━━ Data
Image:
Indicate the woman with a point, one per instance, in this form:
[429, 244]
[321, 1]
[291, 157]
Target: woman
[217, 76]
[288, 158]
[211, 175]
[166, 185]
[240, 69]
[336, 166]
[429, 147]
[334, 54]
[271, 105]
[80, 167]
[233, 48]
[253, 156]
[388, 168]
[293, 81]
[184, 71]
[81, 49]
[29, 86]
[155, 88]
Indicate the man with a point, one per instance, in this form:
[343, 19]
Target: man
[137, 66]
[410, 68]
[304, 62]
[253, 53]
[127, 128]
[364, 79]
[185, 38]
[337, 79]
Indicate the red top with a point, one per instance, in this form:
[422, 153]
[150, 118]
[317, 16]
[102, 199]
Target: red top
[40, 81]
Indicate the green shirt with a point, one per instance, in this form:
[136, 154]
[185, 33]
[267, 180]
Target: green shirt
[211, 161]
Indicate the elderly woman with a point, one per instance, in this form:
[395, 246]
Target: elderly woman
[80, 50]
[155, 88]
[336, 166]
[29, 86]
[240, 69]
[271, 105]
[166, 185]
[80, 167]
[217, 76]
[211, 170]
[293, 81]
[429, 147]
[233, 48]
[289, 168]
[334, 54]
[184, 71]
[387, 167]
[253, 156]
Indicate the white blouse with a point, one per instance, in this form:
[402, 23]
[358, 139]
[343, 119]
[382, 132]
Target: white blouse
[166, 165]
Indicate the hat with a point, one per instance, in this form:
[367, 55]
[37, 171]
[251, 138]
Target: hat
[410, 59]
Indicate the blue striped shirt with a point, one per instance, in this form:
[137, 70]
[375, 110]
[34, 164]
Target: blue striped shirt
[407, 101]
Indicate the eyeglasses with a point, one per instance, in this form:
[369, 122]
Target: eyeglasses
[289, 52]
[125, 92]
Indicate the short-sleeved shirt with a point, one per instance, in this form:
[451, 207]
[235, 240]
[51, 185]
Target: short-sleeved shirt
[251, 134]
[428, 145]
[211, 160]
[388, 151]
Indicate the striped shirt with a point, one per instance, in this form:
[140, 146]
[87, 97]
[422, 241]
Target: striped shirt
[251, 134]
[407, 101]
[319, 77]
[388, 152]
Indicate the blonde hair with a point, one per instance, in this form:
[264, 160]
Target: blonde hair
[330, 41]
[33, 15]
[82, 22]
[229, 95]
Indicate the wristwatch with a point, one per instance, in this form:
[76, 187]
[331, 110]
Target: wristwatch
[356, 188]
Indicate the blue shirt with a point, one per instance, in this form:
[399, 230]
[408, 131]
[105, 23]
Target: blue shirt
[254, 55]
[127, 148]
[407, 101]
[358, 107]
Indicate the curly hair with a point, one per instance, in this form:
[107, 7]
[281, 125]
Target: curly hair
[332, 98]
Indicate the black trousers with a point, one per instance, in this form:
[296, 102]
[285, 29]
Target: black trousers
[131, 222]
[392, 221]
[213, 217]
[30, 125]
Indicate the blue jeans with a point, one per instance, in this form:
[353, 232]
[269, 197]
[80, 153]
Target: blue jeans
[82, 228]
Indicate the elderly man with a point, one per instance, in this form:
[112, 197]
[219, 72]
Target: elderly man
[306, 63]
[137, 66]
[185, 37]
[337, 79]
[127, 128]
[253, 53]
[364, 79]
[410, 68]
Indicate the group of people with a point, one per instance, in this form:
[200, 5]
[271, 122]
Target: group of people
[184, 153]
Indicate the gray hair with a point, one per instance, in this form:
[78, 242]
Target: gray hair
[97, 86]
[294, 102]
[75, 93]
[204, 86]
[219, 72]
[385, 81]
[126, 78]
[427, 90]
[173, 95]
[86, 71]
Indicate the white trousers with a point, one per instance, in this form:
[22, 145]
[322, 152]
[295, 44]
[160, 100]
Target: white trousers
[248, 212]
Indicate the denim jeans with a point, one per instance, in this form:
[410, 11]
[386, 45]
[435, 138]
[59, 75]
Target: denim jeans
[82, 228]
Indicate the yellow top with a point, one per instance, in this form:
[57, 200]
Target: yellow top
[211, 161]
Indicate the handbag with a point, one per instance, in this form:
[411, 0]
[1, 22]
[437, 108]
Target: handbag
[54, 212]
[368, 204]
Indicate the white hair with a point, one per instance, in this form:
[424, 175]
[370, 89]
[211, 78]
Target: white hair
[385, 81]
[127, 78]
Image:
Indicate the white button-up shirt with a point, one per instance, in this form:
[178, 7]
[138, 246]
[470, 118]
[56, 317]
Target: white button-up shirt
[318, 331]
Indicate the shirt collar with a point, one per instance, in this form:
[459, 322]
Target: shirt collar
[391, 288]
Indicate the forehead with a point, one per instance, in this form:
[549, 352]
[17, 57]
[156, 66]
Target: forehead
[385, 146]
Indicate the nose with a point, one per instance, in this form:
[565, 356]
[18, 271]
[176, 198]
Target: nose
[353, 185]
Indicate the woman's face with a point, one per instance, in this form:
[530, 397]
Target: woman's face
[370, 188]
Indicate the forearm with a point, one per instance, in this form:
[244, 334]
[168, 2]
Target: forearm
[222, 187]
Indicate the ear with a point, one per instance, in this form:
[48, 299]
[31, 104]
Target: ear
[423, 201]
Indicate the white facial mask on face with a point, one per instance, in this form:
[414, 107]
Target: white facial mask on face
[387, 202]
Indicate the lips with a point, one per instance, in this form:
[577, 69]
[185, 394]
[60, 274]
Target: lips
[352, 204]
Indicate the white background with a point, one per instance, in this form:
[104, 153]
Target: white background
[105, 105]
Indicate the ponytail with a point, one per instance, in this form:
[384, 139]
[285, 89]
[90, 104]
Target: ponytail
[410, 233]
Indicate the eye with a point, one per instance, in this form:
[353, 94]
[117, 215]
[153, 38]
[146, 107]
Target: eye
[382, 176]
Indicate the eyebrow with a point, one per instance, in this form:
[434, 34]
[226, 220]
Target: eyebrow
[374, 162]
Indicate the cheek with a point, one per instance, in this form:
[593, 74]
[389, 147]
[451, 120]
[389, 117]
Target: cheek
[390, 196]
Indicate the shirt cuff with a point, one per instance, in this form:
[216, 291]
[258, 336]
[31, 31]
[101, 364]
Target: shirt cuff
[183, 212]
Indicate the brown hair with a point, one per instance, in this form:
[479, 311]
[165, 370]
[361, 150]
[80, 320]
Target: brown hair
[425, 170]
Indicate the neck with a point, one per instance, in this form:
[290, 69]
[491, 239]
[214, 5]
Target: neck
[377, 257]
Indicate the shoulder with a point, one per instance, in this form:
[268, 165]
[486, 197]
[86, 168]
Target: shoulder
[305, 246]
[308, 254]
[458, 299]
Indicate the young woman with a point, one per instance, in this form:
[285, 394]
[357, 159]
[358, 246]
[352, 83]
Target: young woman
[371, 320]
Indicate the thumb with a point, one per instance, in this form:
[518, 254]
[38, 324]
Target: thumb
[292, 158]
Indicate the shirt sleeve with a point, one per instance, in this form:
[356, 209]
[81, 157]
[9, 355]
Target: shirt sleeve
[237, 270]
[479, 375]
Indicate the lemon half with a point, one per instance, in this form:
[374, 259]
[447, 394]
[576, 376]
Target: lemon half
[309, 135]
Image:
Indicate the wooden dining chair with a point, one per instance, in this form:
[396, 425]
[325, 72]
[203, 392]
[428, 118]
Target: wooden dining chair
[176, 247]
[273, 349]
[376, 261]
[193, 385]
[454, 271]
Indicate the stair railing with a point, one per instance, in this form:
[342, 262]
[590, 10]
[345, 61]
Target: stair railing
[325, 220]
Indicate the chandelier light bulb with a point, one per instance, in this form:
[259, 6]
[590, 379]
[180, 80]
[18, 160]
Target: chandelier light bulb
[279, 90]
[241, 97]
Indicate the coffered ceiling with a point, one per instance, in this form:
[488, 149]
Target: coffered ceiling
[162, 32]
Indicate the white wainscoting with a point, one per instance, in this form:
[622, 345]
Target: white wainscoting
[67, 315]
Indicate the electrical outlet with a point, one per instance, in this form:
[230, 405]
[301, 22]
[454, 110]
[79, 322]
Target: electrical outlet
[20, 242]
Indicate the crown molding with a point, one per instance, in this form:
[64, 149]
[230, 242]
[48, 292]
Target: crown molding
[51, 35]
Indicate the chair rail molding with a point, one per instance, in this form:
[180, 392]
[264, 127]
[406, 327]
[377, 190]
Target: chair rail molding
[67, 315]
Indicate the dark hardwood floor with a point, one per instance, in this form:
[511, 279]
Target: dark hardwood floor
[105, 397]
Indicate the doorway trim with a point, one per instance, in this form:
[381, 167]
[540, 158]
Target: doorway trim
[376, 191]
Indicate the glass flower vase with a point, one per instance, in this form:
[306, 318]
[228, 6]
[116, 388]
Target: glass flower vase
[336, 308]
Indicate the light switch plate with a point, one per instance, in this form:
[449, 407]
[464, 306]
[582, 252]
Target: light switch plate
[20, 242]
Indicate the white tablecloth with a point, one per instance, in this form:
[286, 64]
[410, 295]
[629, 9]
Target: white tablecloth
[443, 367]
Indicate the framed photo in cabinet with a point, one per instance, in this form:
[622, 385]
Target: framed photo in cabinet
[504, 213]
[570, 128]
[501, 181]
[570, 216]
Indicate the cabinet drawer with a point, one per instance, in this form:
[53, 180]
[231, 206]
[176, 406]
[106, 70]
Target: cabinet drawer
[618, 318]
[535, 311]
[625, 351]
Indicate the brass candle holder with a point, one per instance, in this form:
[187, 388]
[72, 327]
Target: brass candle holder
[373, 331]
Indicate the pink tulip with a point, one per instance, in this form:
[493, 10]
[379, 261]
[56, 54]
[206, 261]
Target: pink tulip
━━━━
→ Set exercise
Repeat exactly the lines from the line containing "Indicate the white tablecloth" through the end of the listing above; both boundary lines are part of the output.

→ The output
Indicate the white tablecloth with a point, one per instance, in this form:
[286, 64]
[410, 295]
[629, 9]
Target: white tablecloth
[443, 367]
Indicate the framed photo in cabinet with a point, one per instance, in this form:
[622, 385]
Target: framed photo in cabinet
[504, 213]
[570, 128]
[501, 181]
[570, 216]
Indicate the cabinet drawer with a point, one per instance, in this form:
[53, 180]
[231, 206]
[176, 406]
[106, 70]
Target: cabinet drawer
[618, 318]
[535, 311]
[625, 351]
Indicate the brass candle holder with a point, one per instance, in this form:
[187, 388]
[72, 327]
Target: brass candle holder
[373, 331]
Indicate the pink tulip with a point, one per instance, in this form:
[493, 10]
[379, 261]
[56, 54]
[206, 261]
Target: pink tulip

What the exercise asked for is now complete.